*** Opening TASK INPUT ***

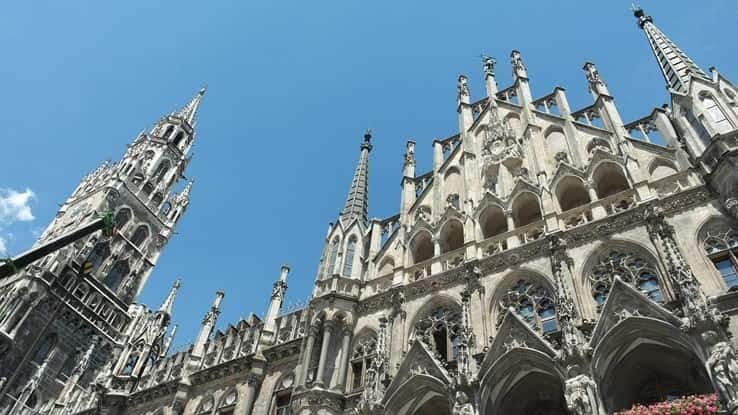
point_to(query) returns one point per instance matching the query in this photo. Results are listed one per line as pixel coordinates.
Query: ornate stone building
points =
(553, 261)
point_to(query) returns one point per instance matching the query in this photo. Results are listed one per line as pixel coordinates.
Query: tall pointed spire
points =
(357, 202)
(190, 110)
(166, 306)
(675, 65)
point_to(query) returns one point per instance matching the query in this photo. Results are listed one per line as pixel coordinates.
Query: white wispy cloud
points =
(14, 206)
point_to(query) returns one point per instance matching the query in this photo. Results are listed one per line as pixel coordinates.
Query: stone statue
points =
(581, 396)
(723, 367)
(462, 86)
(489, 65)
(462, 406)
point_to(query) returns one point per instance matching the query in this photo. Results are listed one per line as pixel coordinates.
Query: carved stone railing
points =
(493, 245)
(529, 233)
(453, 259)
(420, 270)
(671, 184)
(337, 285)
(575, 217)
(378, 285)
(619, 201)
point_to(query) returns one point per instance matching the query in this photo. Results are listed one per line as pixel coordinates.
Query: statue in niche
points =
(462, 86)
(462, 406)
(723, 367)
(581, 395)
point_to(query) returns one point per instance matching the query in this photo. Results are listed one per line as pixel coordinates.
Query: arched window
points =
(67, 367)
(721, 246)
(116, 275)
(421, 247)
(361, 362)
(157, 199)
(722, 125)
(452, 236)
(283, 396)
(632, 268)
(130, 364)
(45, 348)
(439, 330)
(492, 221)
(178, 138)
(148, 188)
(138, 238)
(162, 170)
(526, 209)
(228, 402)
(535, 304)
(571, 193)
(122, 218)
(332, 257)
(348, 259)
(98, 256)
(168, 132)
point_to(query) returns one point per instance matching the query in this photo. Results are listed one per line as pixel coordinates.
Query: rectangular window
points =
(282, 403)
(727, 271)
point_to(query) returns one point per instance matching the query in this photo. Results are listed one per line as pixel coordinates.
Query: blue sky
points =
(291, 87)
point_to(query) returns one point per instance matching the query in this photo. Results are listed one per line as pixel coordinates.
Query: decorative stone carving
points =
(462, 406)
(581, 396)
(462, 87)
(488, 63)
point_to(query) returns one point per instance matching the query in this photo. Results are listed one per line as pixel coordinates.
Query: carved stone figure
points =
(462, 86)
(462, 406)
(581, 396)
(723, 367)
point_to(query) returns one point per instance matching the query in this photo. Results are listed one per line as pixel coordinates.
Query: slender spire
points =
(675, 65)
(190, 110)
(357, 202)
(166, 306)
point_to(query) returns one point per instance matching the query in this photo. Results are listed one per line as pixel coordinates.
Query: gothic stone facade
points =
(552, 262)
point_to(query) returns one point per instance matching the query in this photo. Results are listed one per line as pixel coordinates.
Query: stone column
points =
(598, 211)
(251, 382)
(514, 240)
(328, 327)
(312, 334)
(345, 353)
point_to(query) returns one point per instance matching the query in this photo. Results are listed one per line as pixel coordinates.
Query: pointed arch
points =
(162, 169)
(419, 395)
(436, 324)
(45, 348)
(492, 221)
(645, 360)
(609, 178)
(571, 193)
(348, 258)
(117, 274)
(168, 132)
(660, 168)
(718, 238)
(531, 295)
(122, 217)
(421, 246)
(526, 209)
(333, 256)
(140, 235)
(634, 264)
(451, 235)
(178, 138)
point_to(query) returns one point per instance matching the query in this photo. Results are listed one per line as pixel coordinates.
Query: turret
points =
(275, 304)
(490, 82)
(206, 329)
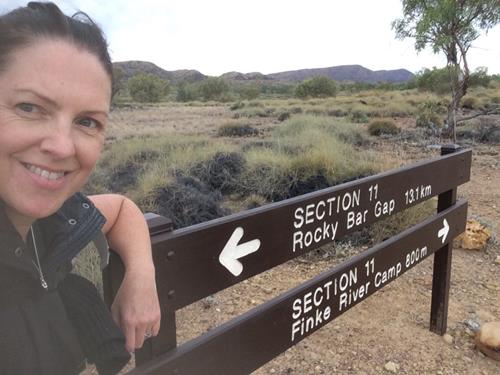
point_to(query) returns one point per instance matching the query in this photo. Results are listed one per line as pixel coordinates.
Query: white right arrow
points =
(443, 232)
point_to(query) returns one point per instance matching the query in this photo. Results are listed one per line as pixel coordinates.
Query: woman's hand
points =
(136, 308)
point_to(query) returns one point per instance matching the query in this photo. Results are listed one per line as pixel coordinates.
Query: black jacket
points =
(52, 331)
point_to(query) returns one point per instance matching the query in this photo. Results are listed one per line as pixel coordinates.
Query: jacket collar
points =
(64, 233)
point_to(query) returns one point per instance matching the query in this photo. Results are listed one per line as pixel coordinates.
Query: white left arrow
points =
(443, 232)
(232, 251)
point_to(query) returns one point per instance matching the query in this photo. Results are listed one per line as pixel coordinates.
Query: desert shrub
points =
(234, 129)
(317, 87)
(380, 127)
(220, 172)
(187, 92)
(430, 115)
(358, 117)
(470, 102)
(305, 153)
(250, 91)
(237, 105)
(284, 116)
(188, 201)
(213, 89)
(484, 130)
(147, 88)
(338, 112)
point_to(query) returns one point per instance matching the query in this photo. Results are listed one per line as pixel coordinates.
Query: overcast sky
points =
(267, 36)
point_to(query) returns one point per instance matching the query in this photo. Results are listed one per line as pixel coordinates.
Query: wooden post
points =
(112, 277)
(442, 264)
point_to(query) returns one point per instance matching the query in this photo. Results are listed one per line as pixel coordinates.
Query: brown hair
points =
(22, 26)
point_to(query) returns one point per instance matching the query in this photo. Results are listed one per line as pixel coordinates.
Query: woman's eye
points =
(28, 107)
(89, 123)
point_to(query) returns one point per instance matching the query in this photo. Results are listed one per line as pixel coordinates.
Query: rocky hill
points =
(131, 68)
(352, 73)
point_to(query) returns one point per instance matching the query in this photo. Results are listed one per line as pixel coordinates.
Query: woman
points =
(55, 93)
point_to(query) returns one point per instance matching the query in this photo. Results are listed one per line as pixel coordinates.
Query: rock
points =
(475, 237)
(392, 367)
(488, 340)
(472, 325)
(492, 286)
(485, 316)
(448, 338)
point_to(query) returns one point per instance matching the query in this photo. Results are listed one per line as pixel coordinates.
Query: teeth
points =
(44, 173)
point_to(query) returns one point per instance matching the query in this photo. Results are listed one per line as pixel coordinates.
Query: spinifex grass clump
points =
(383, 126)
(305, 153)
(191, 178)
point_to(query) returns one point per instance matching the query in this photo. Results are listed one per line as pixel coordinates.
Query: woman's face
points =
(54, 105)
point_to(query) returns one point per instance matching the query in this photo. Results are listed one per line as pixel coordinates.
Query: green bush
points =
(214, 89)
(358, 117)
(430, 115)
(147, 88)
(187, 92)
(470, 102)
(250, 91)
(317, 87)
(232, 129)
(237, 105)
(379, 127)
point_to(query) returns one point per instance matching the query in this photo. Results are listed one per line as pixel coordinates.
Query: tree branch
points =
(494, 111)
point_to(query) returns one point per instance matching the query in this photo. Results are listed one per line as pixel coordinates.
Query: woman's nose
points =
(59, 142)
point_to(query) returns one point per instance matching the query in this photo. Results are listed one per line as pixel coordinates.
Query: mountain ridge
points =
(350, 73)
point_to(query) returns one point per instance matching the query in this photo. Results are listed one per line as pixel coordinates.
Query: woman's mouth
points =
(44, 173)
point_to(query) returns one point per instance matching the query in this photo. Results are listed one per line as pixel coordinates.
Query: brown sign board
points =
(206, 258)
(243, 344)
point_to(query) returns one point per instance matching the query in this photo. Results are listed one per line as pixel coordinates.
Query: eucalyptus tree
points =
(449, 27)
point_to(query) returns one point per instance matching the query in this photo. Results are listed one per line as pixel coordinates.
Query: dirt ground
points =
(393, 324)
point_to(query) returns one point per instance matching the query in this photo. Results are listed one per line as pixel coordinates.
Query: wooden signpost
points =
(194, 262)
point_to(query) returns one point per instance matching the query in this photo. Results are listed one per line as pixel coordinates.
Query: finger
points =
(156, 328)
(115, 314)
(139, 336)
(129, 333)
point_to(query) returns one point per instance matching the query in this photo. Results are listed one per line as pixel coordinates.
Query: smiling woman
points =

*** Closing TASK INPUT ***

[ASSIGNMENT]
Each line above should be written out again unchanged; no images are to be carried over.

[EXPECTED ANSWER]
point_to(query) returns one point per instance matching the query in this photo. Results are listed one per line as pixel coordinates.
Query: ornate stone building
points =
(553, 261)
point_to(query) returns one point per instance matching the query in this photo. Results are listed one per line as pixel coordinates.
Query: tall pointed spire
points =
(357, 202)
(190, 110)
(166, 306)
(675, 65)
point_to(query) returns one point per instance matching the query in this photo. Results are listed one per line as pixel coordinates.
Query: white wispy cloud
points =
(14, 206)
point_to(query) returns one point per instance matching the query in this photo. Results are listed one per line as pixel coordinates.
Query: stone statue
points =
(581, 396)
(723, 367)
(462, 86)
(489, 65)
(462, 406)
point_to(query) returns one point per instance matching the query in this photo. Results are listed one per line as pixel coordinates.
Query: carved stone railing
points =
(493, 245)
(529, 233)
(453, 259)
(420, 270)
(671, 184)
(337, 285)
(575, 217)
(378, 285)
(619, 201)
point_to(query) returns one point per instance matching the query in this photo. Results are listed one per line as pixel coordinates.
Query: statue in niche
points =
(462, 86)
(462, 406)
(723, 367)
(581, 395)
point_to(query) returns one point per instance matching the query in this photo. Results are listed one per line as pixel coordinates.
Query: arched window
points =
(67, 367)
(721, 246)
(116, 275)
(421, 247)
(361, 362)
(157, 199)
(722, 125)
(452, 236)
(283, 396)
(632, 268)
(130, 364)
(45, 348)
(439, 330)
(492, 221)
(178, 138)
(148, 188)
(138, 238)
(162, 170)
(526, 209)
(228, 402)
(535, 304)
(571, 193)
(122, 218)
(332, 257)
(348, 259)
(98, 256)
(168, 132)
point_to(query) returns one point per instance matching the query in this photo. Results are listed one per line as pixel coordinates.
Query: rectangular window
points =
(282, 403)
(727, 271)
point_to(query) returns one point per instance matching the query in this photo. Results are listed one per line as pixel coordinates.
Query: blue sky
points =
(291, 87)
point_to(query) returns one point per instance matching the query in this photo. Results are listed one per line as pixel coordinates.
Query: decorative stone carving
points =
(462, 406)
(581, 396)
(462, 87)
(488, 63)
point_to(query) returns one point per instance matching the query in this photo. Results are listed one per line as pixel coordinates.
Query: carved stone figure
points =
(462, 86)
(462, 406)
(581, 396)
(723, 367)
point_to(query) returns one point per instance matching the query in this photo. Results are listed one per line as pixel coordinates.
Query: slender spire
points =
(675, 65)
(190, 110)
(357, 202)
(166, 306)
point_to(query) returns one point per instance matching the query in this photo. Results are listed one per line as pixel coordinates.
Query: gothic stone facade
points =
(552, 262)
point_to(query) returns one point per instance matching the query in this photo. Results are listed one per line as pixel coordinates.
Query: stone column
points =
(598, 211)
(251, 382)
(514, 240)
(328, 327)
(312, 334)
(345, 353)
point_to(query) returns one point per instance matching the query in this photo. Results are listed one per line as pixel coordinates.
Query: pointed arch
points =
(162, 169)
(419, 395)
(436, 324)
(45, 348)
(492, 221)
(645, 360)
(609, 178)
(571, 193)
(348, 258)
(117, 274)
(168, 132)
(660, 168)
(718, 238)
(531, 295)
(122, 217)
(421, 246)
(526, 209)
(333, 256)
(140, 235)
(634, 264)
(451, 235)
(178, 138)
point_to(query) returns one point per instance matching the query in this photo. Results are listed one per line as pixel coordinates.
Query: turret
points =
(275, 304)
(490, 82)
(206, 329)
point_to(query) returns one point per instance matching the query in this photo. Results are listed one per line as pixel coordinates.
Query: white right arrow
points =
(443, 232)
point_to(query) returns one point per instance matching the query in this photo. Results are listed one per line as pixel coordinates.
Query: woman's hand
points =
(136, 308)
point_to(query) returns one point per instance matching the query in this photo. Results are listed one per line as pixel coordinates.
Query: black jacket
points =
(52, 331)
point_to(query) returns one point per instance matching the query in this photo. Results are listed one per line as pixel coordinates.
Query: jacket collar
points =
(64, 233)
point_to(query) returns one point per instance matching the query in this photo. Results are listed one per line as pixel coordinates.
Query: white left arrow
points =
(443, 232)
(232, 251)
point_to(query) returns one point per instance matching the query in this photo. Results are listed one per line as pixel coordinates.
Query: desert shrub
points =
(234, 129)
(317, 87)
(380, 127)
(220, 172)
(187, 92)
(430, 115)
(358, 117)
(470, 102)
(305, 153)
(250, 91)
(237, 105)
(284, 116)
(188, 201)
(213, 89)
(484, 130)
(147, 88)
(338, 112)
point_to(query) returns one point per instance matching the query in this photo. Results are listed one per line as pixel coordinates.
Query: overcast sky
points =
(267, 36)
point_to(query) returns one point per instance matching the query in this photo. Results are listed one per line as pixel coordinates.
Query: wooden post
points =
(112, 277)
(442, 264)
point_to(query) returns one point per instance matching the query in this photo. Results are listed one per line as pixel coordinates.
Query: brown hair
points =
(22, 26)
point_to(query) returns one point per instance matching the query in this photo. Results are listed one per line as pixel coordinates.
Query: woman's eye
points =
(28, 107)
(89, 123)
point_to(query) returns one point per instance matching the query in this photo. Results are listed one per line as pixel coordinates.
Query: rocky hill
points =
(131, 68)
(352, 73)
point_to(query) returns one point per instance matching the query in this photo. Results are listed one per line as pixel coordinates.
Query: woman
points =
(55, 93)
point_to(query) returns one point per instance matching the query in this photo. Results are listed one per line as pixel coordinates.
Query: rock
points =
(475, 237)
(392, 367)
(488, 340)
(472, 325)
(492, 286)
(485, 316)
(448, 338)
point_to(query) returns one point per instance matching the query in this photo. Results are listed one per line as pixel coordinates.
Query: teeth
points =
(44, 173)
point_to(query) returns one point per instance matching the query in this photo. Results are listed one per line as pixel coordinates.
Query: spinifex grass clump
points =
(383, 126)
(305, 153)
(191, 178)
point_to(query) returns one point per instance matching the query in this photo. Results are listed one per line as pixel coordinates.
Query: woman's face
points =
(54, 105)
point_to(query) returns one point per instance matching the query in this photo. Results are listed one per line as pixel coordinates.
Query: green bush
points =
(214, 89)
(358, 117)
(430, 115)
(147, 88)
(187, 92)
(470, 102)
(250, 91)
(317, 87)
(232, 129)
(237, 105)
(379, 127)
point_to(query) returns one point per instance matching the query in this photo. Results are listed one per line as pixel coordinates.
Query: tree branch
points =
(494, 111)
point_to(query) returns one point per instance matching the query in this photo. Results are listed one per line as pixel coordinates.
Query: woman's nose
points =
(59, 142)
point_to(query) returns one point per instance matching the query in this photo. Results are listed one per line as pixel coordinates.
Query: mountain ridge
points =
(350, 73)
point_to(query) returns one point per instance matching the query in this photo. Results are listed one per line as pixel coordinates.
Query: woman's mouth
points =
(44, 173)
point_to(query) returns one point per instance matching the query in this photo. Results are listed one per line as pixel coordinates.
Query: brown sign board
points =
(206, 258)
(243, 344)
point_to(query) returns one point per instance matching the query in this photo. Results are listed one per line as pixel coordinates.
Query: eucalyptus tree
points =
(449, 27)
point_to(query) returns one point per instance matching the query in this photo. Results are listed one per line as pixel coordinates.
Query: dirt ground
points =
(393, 324)
point_to(query) returns one point per instance matching the query in this photo. Results are listed one per line as pixel coordinates.
Query: wooden signpost
points =
(194, 262)
point_to(query) returns one point per instance matching the query in this photo. Results are listed one per line as pixel coordinates.
Query: finger
points =
(156, 328)
(115, 314)
(139, 336)
(129, 333)
point_to(query) returns one point per instance matching the query in this photo. Results are listed one per line as pixel coordinates.
Query: smiling woman
points =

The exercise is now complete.